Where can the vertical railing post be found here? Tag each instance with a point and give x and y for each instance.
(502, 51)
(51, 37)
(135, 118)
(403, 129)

● ● ● ● ● ● ●

### TASK DIRECTIONS
Rewrite every line of the records above, including the requests, and scale each x and y point coordinate in the answers by 0.45. Round each result to a whole number, with halves rounded up.

### FINAL RESULT
Where can the vertical railing post be found here? Tag each instance with a point and give x and y for each instance.
(226, 23)
(23, 17)
(61, 53)
(181, 58)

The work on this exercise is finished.